Exercise goal:
The entries below hold a line with "shape point(66, 5)" and a line with "shape point(90, 67)". Return those lines and all that lie between them, exactly and only.
^^^^^^^^^^^^^^^^
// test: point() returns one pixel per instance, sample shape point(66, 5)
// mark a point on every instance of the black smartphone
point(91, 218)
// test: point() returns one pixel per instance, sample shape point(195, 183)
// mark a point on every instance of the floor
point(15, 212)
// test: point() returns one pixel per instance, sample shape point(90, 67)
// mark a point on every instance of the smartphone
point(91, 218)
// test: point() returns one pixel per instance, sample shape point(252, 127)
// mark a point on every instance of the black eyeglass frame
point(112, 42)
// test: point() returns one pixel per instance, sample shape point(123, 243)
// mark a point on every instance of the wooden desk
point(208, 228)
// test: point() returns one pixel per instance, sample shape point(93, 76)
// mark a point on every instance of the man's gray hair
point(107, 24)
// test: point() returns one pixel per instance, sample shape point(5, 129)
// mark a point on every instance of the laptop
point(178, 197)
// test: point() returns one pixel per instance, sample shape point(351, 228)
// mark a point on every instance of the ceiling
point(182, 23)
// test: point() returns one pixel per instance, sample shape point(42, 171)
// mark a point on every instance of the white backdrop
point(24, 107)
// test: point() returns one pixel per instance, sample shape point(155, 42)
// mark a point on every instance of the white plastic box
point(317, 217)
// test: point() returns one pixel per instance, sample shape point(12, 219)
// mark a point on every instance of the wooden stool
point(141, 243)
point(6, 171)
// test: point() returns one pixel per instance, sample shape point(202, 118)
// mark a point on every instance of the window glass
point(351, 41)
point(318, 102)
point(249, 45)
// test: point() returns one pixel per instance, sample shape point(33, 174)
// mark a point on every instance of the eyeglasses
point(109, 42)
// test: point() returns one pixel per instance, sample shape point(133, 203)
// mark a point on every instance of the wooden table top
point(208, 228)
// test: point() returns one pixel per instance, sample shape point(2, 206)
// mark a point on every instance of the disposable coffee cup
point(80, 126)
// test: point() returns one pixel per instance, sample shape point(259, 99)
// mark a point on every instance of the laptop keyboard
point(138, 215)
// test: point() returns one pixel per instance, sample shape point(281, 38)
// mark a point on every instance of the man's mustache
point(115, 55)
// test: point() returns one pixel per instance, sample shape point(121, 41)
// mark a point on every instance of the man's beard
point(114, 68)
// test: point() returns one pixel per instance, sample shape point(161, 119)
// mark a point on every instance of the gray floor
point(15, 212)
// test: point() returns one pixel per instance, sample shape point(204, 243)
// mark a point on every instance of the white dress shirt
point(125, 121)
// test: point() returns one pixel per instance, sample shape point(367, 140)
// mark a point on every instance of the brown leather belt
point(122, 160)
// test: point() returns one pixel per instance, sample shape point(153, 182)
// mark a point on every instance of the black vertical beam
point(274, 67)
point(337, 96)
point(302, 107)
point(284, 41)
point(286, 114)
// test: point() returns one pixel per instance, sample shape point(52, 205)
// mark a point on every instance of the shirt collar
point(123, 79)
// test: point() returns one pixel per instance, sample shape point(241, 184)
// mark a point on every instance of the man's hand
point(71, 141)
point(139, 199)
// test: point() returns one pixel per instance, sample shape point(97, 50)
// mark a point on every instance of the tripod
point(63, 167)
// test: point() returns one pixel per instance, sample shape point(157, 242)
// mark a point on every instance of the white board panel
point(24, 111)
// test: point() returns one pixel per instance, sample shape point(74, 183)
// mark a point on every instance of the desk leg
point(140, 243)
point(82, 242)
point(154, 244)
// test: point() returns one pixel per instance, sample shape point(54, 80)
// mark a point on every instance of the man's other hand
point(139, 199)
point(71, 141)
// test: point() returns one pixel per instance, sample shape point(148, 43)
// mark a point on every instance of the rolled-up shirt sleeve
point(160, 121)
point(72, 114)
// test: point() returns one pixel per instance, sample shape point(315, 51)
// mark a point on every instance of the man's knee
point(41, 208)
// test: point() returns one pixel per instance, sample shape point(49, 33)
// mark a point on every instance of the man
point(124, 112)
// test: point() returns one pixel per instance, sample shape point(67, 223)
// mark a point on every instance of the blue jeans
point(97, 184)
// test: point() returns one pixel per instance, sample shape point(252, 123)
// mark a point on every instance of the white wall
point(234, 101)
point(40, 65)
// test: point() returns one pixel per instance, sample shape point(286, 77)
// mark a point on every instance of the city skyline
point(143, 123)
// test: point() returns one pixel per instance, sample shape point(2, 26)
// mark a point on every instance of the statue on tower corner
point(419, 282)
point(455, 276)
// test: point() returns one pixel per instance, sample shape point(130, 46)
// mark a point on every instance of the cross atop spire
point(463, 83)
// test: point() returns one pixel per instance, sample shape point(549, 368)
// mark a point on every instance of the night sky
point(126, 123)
^^^^^^^^^^^^^^^^
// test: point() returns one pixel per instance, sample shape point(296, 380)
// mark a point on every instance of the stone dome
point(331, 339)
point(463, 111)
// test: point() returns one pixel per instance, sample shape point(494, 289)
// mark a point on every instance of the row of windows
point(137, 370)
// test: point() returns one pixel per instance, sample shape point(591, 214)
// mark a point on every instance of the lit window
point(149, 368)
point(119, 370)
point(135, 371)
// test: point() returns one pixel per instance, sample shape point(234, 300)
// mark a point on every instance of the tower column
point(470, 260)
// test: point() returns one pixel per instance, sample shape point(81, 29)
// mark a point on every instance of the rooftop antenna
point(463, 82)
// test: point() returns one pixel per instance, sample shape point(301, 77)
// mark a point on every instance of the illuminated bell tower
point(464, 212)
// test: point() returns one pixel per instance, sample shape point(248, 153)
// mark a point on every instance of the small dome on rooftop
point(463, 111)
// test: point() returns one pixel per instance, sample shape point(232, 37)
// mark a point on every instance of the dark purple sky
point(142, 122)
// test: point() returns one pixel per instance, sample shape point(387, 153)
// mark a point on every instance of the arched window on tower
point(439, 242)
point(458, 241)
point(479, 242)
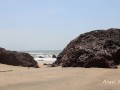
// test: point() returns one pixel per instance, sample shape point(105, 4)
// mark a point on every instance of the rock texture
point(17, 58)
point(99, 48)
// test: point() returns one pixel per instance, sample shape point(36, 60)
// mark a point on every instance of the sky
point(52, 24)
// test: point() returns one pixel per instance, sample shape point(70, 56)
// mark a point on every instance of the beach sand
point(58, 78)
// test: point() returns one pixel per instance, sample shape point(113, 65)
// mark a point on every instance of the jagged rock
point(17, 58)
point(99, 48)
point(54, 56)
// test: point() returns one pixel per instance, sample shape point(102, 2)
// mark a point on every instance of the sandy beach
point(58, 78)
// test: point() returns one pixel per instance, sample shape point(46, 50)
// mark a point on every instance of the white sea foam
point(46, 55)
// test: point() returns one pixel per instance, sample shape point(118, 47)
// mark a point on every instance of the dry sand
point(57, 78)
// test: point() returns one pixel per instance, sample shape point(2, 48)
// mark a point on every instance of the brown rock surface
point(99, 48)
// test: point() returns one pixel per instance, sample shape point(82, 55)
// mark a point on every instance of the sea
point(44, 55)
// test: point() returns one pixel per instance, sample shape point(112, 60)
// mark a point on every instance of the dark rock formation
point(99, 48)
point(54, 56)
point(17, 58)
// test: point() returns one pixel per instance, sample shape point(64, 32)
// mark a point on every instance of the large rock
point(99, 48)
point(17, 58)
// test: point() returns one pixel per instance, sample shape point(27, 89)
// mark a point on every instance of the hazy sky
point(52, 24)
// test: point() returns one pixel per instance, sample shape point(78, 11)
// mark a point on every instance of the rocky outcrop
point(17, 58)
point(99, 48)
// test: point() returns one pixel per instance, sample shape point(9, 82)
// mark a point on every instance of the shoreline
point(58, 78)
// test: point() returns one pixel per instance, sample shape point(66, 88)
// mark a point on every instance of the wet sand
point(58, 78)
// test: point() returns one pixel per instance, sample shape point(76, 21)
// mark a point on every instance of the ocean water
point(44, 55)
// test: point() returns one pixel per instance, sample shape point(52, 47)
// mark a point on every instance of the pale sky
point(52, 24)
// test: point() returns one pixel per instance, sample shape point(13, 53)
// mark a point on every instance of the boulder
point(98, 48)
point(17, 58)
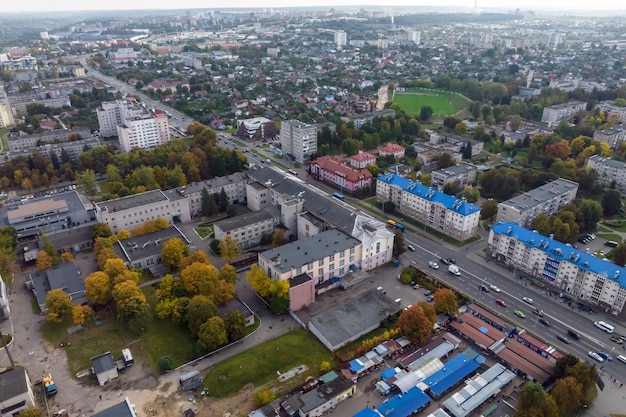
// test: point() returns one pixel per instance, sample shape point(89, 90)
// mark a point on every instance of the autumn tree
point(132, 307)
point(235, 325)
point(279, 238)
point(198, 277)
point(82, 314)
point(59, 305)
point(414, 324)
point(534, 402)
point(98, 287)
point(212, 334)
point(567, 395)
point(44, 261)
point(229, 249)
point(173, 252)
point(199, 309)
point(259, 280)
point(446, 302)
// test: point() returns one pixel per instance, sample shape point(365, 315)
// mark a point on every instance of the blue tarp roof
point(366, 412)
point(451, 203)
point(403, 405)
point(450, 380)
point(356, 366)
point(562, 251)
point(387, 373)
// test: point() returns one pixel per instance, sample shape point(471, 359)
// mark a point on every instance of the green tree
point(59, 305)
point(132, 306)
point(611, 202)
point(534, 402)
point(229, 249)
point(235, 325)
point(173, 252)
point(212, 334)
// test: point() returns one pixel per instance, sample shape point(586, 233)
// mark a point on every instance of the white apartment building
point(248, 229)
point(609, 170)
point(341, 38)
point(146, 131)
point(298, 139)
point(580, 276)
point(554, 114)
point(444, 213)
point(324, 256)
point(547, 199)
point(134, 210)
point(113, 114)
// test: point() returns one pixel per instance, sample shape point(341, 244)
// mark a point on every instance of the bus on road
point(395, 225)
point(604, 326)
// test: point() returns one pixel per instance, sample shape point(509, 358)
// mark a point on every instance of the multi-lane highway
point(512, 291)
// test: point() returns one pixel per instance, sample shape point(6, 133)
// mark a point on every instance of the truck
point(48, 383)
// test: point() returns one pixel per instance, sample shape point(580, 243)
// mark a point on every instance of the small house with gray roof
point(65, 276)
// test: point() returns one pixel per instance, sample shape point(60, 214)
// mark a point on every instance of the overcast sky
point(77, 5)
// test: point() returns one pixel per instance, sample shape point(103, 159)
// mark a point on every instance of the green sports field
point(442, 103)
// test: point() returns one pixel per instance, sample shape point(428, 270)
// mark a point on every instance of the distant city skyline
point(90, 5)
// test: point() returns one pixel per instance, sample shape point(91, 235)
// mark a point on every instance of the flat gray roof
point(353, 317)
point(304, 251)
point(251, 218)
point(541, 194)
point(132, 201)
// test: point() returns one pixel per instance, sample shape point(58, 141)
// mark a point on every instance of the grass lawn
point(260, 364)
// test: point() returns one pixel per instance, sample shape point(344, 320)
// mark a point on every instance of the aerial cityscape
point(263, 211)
^^^^^^^^^^^^^^^^
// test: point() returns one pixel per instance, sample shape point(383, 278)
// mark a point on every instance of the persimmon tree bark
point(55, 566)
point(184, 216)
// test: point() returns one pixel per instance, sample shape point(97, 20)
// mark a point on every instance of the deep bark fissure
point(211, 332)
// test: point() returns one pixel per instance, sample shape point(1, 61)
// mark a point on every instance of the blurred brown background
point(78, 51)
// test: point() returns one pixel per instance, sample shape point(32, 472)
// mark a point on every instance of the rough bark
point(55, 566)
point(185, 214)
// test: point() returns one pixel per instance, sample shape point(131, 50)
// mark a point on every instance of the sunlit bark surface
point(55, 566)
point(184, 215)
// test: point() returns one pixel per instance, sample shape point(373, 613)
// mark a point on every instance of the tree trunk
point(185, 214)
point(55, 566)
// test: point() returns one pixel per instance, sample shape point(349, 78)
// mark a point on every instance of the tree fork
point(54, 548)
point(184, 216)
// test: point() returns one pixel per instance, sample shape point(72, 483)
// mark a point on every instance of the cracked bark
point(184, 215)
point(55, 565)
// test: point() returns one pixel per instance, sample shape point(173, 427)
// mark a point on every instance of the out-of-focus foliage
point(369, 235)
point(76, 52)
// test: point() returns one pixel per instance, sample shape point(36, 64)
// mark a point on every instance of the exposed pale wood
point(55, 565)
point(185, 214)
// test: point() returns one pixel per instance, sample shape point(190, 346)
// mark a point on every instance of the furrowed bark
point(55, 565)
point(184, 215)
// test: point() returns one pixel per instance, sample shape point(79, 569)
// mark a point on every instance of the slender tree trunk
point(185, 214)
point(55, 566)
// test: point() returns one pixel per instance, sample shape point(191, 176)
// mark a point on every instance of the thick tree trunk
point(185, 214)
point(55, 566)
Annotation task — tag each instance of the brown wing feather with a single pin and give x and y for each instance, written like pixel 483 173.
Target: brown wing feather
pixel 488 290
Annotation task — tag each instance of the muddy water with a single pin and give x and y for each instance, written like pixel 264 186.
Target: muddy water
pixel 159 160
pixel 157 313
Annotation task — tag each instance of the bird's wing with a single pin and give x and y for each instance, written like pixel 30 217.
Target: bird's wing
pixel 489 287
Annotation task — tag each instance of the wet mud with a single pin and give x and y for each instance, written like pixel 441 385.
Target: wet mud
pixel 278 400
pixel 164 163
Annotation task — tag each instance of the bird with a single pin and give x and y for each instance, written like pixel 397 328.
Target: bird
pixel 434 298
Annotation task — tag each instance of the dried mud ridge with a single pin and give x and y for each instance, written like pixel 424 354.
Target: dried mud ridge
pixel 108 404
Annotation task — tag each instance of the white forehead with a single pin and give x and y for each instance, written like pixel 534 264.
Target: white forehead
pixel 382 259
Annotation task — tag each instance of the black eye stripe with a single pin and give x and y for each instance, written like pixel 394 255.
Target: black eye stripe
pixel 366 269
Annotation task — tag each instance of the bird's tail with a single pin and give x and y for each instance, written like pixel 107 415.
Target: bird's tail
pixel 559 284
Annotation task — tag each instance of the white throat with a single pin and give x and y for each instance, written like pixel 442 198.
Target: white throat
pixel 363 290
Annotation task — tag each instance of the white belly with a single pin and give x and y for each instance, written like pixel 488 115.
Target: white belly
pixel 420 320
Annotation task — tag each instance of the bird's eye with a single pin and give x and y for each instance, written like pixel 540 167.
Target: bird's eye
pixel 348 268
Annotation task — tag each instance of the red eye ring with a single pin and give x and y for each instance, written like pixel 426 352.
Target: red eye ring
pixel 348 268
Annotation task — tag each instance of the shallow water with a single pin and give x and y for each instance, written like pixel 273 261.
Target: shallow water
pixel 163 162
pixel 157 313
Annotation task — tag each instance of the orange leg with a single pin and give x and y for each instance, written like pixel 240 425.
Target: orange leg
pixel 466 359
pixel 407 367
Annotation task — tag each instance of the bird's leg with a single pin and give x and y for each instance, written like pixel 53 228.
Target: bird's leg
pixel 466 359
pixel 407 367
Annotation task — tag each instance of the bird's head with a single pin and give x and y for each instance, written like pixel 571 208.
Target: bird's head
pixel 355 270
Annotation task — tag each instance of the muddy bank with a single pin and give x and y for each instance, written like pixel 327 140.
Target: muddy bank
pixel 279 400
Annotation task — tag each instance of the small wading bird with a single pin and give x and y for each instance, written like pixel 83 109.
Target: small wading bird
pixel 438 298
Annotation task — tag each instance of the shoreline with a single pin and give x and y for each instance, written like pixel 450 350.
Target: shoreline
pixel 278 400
^^^^^^^^^^^^^^^^
Answer to the exercise:
// test: point() returns one pixel per instance, sample shape point(66, 5)
// mark a point on every instance of the black smartphone
point(91, 218)
// test: point() returns one pixel per instance, sample shape point(195, 183)
// mark a point on every instance of the floor
point(15, 212)
// test: point() returns one pixel per instance, sample shape point(90, 67)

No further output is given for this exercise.